**Supplied data**.
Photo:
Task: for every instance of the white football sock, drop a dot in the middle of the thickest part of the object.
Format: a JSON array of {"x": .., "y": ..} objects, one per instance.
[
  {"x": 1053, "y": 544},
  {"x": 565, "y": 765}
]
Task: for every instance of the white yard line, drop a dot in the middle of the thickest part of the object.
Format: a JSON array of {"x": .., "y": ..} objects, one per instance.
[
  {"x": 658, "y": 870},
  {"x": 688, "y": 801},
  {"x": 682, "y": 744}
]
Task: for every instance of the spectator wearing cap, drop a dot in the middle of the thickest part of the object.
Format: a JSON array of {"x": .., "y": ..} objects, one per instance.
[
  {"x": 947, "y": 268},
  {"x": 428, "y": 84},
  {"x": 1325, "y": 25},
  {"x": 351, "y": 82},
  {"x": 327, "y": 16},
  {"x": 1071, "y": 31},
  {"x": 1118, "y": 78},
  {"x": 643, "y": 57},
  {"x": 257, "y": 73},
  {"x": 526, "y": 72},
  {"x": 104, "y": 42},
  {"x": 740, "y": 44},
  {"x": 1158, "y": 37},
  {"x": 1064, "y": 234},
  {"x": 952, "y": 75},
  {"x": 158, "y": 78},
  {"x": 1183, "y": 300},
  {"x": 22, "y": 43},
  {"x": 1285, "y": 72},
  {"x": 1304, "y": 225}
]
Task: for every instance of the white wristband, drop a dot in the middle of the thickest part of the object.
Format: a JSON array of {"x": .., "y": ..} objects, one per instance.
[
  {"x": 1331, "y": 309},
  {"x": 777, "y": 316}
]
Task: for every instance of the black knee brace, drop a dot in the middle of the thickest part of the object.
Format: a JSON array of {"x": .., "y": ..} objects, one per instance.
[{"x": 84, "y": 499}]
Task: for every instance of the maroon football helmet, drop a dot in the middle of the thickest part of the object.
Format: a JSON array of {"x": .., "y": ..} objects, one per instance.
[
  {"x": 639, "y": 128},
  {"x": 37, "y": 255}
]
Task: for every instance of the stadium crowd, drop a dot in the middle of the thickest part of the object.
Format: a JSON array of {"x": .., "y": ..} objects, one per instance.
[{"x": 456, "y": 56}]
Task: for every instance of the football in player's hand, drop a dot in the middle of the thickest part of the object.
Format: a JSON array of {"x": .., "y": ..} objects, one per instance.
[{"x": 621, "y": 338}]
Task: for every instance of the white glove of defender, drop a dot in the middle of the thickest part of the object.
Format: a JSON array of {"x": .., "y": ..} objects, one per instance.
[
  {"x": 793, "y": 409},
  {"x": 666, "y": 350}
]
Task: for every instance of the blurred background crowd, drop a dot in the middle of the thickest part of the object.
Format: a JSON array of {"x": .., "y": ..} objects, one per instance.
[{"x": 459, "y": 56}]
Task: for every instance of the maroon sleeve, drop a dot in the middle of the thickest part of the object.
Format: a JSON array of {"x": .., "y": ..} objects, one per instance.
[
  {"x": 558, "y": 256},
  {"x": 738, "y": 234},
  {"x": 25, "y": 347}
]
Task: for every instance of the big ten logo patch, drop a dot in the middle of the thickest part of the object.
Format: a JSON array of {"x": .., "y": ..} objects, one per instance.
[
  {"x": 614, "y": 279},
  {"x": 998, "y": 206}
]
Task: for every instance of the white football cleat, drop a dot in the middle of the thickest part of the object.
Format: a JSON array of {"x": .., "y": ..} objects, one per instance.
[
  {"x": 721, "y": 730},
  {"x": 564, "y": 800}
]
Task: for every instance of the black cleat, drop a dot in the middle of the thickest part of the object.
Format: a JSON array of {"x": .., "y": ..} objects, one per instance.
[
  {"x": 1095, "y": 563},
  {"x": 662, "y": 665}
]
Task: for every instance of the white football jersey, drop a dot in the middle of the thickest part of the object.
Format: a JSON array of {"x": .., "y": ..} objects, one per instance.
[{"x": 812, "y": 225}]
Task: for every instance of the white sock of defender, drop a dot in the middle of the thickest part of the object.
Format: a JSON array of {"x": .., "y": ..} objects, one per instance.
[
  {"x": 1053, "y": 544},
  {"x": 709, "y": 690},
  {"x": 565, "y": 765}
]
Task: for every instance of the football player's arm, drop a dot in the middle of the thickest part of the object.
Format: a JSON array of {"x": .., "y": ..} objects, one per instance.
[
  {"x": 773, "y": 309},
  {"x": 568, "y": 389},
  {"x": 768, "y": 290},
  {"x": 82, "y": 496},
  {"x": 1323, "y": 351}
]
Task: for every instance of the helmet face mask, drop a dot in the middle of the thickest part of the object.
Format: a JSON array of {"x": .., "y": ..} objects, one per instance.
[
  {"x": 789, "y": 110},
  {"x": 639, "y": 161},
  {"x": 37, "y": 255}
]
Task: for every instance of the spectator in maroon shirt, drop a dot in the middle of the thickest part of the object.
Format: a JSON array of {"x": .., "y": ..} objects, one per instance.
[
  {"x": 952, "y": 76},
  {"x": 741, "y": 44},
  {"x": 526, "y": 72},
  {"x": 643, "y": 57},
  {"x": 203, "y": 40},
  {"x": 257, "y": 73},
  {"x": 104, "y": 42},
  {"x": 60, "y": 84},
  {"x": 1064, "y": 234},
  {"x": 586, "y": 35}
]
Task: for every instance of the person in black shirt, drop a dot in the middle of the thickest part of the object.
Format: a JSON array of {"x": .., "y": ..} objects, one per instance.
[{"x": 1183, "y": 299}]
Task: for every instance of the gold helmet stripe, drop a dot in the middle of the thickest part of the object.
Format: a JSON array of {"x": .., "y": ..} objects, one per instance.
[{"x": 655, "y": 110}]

**Goal of the exercise**. Reproduce the listing above, swapping every "thickest" for "widest" and leaving everything else unchanged.

**Answer for the task**.
Photo:
Task: for every instance of the white football sock, drop a dot in the middle of the widest part of the object.
Format: a JSON array of {"x": .., "y": ..} objects, one per instance.
[
  {"x": 1053, "y": 544},
  {"x": 565, "y": 765}
]
Task: for every instance of the white yard line, drop a dot in the middle of the widest part of the object.
Format: a JSON array of {"x": .., "y": ..} objects, one per instance.
[
  {"x": 658, "y": 870},
  {"x": 688, "y": 801},
  {"x": 682, "y": 744}
]
Task: for every instance of the spectator wearing cap, drop a dot in the middle of the widest part of the object.
Format: a JSON array of {"x": .., "y": ..} objects, one per instance.
[
  {"x": 947, "y": 268},
  {"x": 428, "y": 84},
  {"x": 1325, "y": 25},
  {"x": 351, "y": 82},
  {"x": 327, "y": 16},
  {"x": 1071, "y": 31},
  {"x": 1118, "y": 78},
  {"x": 643, "y": 57},
  {"x": 257, "y": 73},
  {"x": 526, "y": 72},
  {"x": 104, "y": 42},
  {"x": 740, "y": 44},
  {"x": 1158, "y": 37},
  {"x": 1064, "y": 234},
  {"x": 952, "y": 75},
  {"x": 158, "y": 78},
  {"x": 1183, "y": 300},
  {"x": 22, "y": 43},
  {"x": 1285, "y": 72},
  {"x": 1304, "y": 225}
]
Task: for every instance of the white wristband, drop a dot in the middle of the widest part of the object.
Format: a JSON array of {"x": .., "y": ..} objects, one per instance.
[
  {"x": 1331, "y": 309},
  {"x": 777, "y": 316}
]
Task: for every instance of the black knee brace, drop a dot in the middle of the widest part of the object.
Format: a JSON array of {"x": .., "y": ..} objects, one per instance.
[{"x": 84, "y": 499}]
Task: for every instance of the maroon football helmet, drop a dot in the middle of the widest part of the object.
Format: a JSON array of {"x": .., "y": ..} objects, one per instance.
[
  {"x": 639, "y": 128},
  {"x": 37, "y": 255}
]
Task: for every instance of the stadium crowd, drop a dot in the middle of the widest part of the object.
Format: a JSON array of {"x": .., "y": ..} objects, one per instance.
[{"x": 456, "y": 56}]
Task: for every instance of the football in player's hand, drop a dot in the middle of the widest part of the object.
Format: a JSON array of {"x": .., "y": ..} objects, one per instance.
[{"x": 621, "y": 338}]
Task: for every instance of the white glove of defender, drop a dot in the middle of the widest part of the object.
Format: a JSON array of {"x": .., "y": ..} objects, one per instance.
[
  {"x": 793, "y": 409},
  {"x": 666, "y": 350}
]
Task: for every instance of the blurred background crowd, drop a dot in the middle of the widest part of the object.
Format: a JSON array of {"x": .., "y": ..} objects, one per instance.
[{"x": 459, "y": 56}]
Task: for every instance of the maroon sleeve, drop a dot in the middle of the widest part of the object.
Format: a JSON array of {"x": .., "y": ..} objects, one per instance.
[
  {"x": 558, "y": 256},
  {"x": 738, "y": 234},
  {"x": 25, "y": 347}
]
Task: for every instance of the big ten logo patch, drop a dot in the middle of the widest part of the object.
Format: a JSON array of {"x": .., "y": ..} objects, one per instance.
[
  {"x": 614, "y": 279},
  {"x": 998, "y": 206}
]
Task: for every instance of the white football cleat, drop a dot in the middle of the widest part of the object.
Format: a JSON array of {"x": .., "y": ..} objects, one per instance.
[
  {"x": 721, "y": 730},
  {"x": 564, "y": 800}
]
Task: for every instance of the black cleat, drop a dot in the middle of the widest part of the object.
Format: a JSON array of {"x": .., "y": ..} objects, one per instance.
[
  {"x": 1095, "y": 563},
  {"x": 662, "y": 665}
]
Task: for every instance of the white football jersey, drop a dot in the middle of the widest part of the object.
Format: a JSON array of {"x": .., "y": ..} objects, one per instance.
[{"x": 812, "y": 225}]
Task: for every instance of the white sock of defender, drop a dot in the middle of the widest part of the object.
Format: a JSON array of {"x": .., "y": ..} objects, one per instance.
[
  {"x": 1053, "y": 544},
  {"x": 709, "y": 690},
  {"x": 565, "y": 765}
]
Task: for every instance of the football player's arm, drop a dot in the middle of the widest part of the object.
Format: a JSON array of {"x": .., "y": ..} objects, one per instance.
[
  {"x": 773, "y": 309},
  {"x": 568, "y": 389},
  {"x": 768, "y": 290},
  {"x": 82, "y": 496},
  {"x": 1323, "y": 351}
]
Task: for every instance of the helmet face mask, drop a dot in the middle of the widest part of the object.
Format: a JSON array of {"x": .., "y": ..} objects, one per instance.
[
  {"x": 789, "y": 110},
  {"x": 639, "y": 161},
  {"x": 37, "y": 255}
]
Task: for every instance of the spectator in maroon shirt, drop a dot in the middle of the widest part of the object.
Format: a JSON array of {"x": .., "y": ..} objects, one per instance.
[
  {"x": 952, "y": 76},
  {"x": 741, "y": 44},
  {"x": 526, "y": 72},
  {"x": 643, "y": 57},
  {"x": 203, "y": 40},
  {"x": 257, "y": 73},
  {"x": 104, "y": 42},
  {"x": 60, "y": 84},
  {"x": 1064, "y": 234},
  {"x": 586, "y": 35}
]
Task: for every instance of the person in black shirt, drop a dot in the middle of the widest part of the object.
Format: a JSON array of {"x": .., "y": ..} objects, one per instance.
[{"x": 1183, "y": 299}]
Task: for every instance of the gold helmet stripe, drop a dot in the middle of the widest part of the object.
Format: a JSON array of {"x": .., "y": ..} objects, one per instance.
[{"x": 655, "y": 110}]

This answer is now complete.